We need to discover something akin to the ‘spirit of 45’ if we are to replace our ‘failure state’ with a ‘success state’

0 comments

Estimated reading time: 5 minutes

Adam-LentsmIn response to Ken Loach’s new film Spirit of ’45, Adam Lent makes the case that the popular narrative of social change expressed in the film is mistaken. The social state established by the postwar Labour government of 1945 is not in decline but rather has continued to grow. He argues that we must now find a unifying ideal, with the same power as the ‘Spirit of 45’,  in order to make the necessary transition from a state designed to  ameliorate failure to one which generates success.

All credit to Ken Loach for directing our attention back to the epoch-shaping Labour Government of 1945. It speaks to a time when many fear that the last vestiges of what Attlee, Bevan and Dalton built are being torn down. The truth is, however, that the narrative behind the longing for the ‘Spirit of 1945’ is wrong. Political values may have shifted unrecognisably from that period but in terms of cold hard cash, Beveridge and Attlee remain the towering figures of our age. In fact, their importance has only grown.

The three areas that the Attlee Government hard-wired into the fabric of state provision were pensions, healthcare and social security. A brief look at the change in the share of public spending going to these areas reveals why, far from fading, the ‘Spirit of 1945′ is in the sort of health that would make Nye Bevan proud:

Screen Shot 2013-03-26 at 09.26.32

The trend is incontrovertible and, as the right hand column shows, the growth is not the result of ‘Beveridge spending’ taking a bigger share of a shrinking state. There is also no sign that the growth will reverse given an ageing population, growing demand on the NHS and the higher unemployment rates we have experienced since the mid-1970s.

Required work: Name the areas of state provision that, according to the excerpt on the Spirit of '45, the Attlee Government hard-wired into the fabric of the state. The entries that follow are not needed for any of the work here.

Source data:
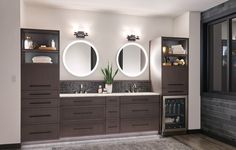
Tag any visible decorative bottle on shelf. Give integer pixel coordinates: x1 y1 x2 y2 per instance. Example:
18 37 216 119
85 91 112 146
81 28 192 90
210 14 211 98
98 85 102 93
24 36 33 49
51 40 56 48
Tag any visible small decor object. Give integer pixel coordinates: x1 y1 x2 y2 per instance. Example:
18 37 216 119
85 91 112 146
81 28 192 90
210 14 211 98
39 45 56 51
24 36 33 49
51 40 56 48
74 31 88 38
32 56 52 64
171 45 186 54
162 46 168 54
127 34 140 42
101 63 118 93
98 85 102 93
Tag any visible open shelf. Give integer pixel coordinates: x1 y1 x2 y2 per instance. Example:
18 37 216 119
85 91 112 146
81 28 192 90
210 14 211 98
22 49 59 53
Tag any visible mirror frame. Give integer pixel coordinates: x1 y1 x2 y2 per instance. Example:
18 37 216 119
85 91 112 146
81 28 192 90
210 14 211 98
63 40 99 77
116 42 148 77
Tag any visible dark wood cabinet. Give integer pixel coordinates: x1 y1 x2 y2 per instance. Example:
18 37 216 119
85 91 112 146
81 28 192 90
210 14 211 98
21 29 60 142
150 37 189 135
21 63 59 90
120 96 160 132
60 97 106 137
60 119 105 137
120 118 159 132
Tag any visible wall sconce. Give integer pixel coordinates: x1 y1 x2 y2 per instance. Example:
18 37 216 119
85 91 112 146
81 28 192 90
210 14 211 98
127 34 140 41
74 31 88 38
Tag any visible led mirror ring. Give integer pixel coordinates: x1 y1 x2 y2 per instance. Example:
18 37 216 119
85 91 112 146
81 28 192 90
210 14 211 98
62 40 99 77
116 42 148 77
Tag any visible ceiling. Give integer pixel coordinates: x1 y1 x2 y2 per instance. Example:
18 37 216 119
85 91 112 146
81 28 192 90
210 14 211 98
24 0 227 17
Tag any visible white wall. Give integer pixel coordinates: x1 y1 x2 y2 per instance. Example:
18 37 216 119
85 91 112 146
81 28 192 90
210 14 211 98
173 12 190 37
173 12 201 129
22 4 173 80
0 0 21 145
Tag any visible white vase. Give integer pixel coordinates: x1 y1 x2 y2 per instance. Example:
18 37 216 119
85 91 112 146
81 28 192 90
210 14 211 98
105 84 112 93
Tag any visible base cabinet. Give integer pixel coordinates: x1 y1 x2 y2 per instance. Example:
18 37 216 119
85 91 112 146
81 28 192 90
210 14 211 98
60 96 160 137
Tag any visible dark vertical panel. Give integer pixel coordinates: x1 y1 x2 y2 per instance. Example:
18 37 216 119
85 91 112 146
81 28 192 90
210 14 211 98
91 47 97 70
119 50 123 69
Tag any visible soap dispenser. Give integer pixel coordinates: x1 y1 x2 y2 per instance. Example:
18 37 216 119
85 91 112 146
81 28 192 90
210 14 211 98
98 85 102 93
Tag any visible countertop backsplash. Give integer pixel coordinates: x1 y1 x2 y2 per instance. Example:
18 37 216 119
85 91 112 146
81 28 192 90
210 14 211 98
60 80 152 93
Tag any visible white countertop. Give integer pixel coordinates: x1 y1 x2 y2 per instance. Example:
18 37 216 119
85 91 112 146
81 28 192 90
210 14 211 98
60 92 160 97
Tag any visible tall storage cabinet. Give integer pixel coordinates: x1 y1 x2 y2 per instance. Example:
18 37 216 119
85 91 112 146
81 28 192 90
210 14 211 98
21 29 60 142
150 37 189 135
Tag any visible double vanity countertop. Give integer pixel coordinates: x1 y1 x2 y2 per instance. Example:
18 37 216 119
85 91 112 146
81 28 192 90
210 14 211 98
60 92 160 97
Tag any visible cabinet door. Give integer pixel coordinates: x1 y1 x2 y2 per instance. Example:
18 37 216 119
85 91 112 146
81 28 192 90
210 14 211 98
60 120 105 137
120 118 159 132
162 67 188 90
121 103 159 118
120 96 160 104
22 64 59 90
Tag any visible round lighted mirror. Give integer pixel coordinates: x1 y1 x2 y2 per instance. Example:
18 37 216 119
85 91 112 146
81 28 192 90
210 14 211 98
63 40 99 77
116 43 148 77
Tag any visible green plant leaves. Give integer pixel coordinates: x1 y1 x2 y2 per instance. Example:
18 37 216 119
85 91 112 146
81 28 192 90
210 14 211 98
101 63 118 84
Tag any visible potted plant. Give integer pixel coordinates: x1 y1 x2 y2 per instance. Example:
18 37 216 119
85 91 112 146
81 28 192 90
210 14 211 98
101 63 118 93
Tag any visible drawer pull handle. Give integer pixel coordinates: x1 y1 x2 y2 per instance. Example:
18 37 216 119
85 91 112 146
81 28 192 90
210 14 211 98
132 109 149 112
132 99 148 102
73 112 93 115
30 102 51 105
108 111 118 113
29 93 51 95
74 127 93 130
29 115 51 118
30 131 51 135
168 84 184 86
132 123 149 127
108 99 117 102
108 126 117 128
30 84 51 87
73 100 92 103
168 91 184 93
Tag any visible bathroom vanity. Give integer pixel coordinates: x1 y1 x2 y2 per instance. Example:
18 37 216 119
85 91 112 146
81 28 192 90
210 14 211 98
60 92 160 137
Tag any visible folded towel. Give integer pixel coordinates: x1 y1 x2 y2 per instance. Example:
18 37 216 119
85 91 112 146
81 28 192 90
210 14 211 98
32 56 52 63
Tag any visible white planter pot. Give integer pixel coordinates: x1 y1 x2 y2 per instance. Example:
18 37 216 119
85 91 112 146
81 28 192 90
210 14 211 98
105 84 112 93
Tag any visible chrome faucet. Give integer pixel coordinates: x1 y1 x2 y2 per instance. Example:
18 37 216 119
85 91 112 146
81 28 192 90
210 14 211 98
79 84 84 93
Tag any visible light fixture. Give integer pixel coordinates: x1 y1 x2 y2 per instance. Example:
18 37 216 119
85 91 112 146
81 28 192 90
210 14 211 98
127 34 139 41
74 31 88 38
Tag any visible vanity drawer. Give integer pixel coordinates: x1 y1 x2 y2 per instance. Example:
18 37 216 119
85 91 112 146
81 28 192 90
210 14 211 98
120 103 159 118
61 97 105 106
22 108 59 125
120 118 158 132
22 99 59 108
22 90 59 99
61 120 105 137
106 96 120 107
21 64 59 90
120 96 160 104
106 107 120 118
106 118 120 134
21 124 59 142
61 106 105 120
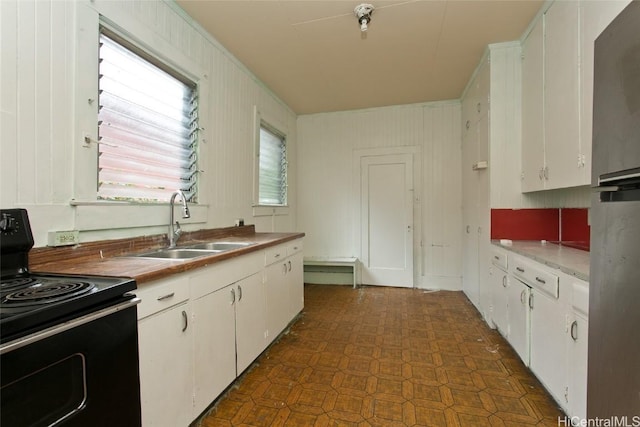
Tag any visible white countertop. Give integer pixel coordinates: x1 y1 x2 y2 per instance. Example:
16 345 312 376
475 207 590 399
491 240 589 282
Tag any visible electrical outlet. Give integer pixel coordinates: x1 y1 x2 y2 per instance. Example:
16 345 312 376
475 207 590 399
47 230 80 246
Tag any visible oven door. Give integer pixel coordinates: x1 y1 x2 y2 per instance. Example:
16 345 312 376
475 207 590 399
0 298 141 427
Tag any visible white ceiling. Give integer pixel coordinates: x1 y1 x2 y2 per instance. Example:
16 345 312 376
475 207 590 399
177 0 543 114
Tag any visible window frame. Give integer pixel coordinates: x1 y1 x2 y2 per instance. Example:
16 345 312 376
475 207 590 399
253 107 290 216
96 24 200 204
72 6 210 232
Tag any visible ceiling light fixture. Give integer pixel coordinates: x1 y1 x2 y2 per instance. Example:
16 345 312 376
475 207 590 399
353 3 374 33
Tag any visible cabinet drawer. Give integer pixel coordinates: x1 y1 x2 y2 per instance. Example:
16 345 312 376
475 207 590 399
509 257 558 298
287 240 302 256
571 280 589 316
491 248 509 271
136 278 189 319
264 245 287 265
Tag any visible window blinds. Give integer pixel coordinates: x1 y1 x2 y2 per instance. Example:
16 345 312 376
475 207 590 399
98 33 198 202
258 126 287 206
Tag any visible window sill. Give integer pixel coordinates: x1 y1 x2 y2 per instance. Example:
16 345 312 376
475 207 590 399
253 205 289 217
70 200 209 231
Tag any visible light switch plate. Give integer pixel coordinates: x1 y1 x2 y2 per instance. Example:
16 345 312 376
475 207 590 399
47 230 80 246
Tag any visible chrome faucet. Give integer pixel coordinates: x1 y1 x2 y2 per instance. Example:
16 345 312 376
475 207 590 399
167 190 191 248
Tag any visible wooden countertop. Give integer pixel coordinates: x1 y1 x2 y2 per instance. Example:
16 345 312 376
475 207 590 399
29 226 304 284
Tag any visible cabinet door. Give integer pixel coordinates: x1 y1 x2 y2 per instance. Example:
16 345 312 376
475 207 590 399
567 311 589 420
507 276 530 366
264 259 291 342
287 252 304 320
138 302 193 426
491 266 508 337
233 274 267 375
529 288 567 409
522 19 544 192
194 286 236 416
544 1 584 189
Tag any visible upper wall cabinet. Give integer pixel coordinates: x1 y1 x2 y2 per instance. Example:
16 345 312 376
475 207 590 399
522 0 629 193
522 19 545 192
522 2 589 192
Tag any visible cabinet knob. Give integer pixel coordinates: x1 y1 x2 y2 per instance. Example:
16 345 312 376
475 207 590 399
182 310 189 332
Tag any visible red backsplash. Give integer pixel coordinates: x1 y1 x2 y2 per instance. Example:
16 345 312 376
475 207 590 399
560 208 591 251
491 208 591 251
491 209 560 241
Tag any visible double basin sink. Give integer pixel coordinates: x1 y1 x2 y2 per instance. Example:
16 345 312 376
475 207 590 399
129 242 253 260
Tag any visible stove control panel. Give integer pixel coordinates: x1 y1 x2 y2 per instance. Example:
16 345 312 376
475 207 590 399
0 209 34 254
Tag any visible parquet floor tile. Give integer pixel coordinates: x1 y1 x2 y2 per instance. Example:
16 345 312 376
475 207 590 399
198 285 564 427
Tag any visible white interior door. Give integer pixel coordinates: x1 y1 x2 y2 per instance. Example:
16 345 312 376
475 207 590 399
360 154 413 287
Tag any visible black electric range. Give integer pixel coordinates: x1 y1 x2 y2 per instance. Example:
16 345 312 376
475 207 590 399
0 209 136 343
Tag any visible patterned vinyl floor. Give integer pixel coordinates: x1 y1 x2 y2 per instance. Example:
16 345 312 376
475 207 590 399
199 285 564 427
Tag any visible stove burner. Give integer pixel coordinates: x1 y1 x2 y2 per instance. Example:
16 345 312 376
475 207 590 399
2 281 95 307
0 277 38 292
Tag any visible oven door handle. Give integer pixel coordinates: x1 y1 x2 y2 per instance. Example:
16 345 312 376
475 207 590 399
0 298 141 354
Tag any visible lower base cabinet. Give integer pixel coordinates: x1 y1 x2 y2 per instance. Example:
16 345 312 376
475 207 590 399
506 276 531 366
136 239 304 427
138 281 193 427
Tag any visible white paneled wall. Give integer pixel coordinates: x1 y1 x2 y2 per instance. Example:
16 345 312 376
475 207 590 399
297 101 462 289
0 0 296 246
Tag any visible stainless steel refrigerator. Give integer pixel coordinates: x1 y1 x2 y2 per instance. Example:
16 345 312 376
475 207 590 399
587 0 640 425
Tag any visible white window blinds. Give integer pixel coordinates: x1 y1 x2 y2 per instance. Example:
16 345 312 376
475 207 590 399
98 33 198 202
258 125 287 206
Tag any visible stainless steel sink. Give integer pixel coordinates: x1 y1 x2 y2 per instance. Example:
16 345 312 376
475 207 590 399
185 242 253 252
130 248 222 260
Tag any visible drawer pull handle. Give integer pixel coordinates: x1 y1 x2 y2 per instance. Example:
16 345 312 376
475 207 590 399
158 292 176 301
182 310 189 332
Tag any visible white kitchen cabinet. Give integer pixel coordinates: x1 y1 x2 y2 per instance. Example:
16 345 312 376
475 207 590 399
136 278 193 427
287 239 304 318
491 247 509 337
193 286 236 416
264 245 291 342
232 274 268 375
543 1 586 189
529 287 567 404
462 59 490 322
264 239 304 342
522 15 544 192
507 275 531 366
565 278 589 419
189 252 266 417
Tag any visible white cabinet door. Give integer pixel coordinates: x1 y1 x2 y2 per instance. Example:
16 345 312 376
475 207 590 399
287 252 304 320
232 274 267 375
194 286 236 416
544 1 584 189
522 19 544 192
529 288 567 409
507 276 530 366
138 302 193 427
264 259 291 342
491 265 508 337
567 311 589 420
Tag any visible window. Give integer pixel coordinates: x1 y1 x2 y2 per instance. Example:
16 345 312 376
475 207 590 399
98 29 199 202
258 123 287 206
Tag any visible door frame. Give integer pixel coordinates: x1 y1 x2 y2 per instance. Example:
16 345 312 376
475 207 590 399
352 145 424 288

Task output: Pensions, healthcare, and social security.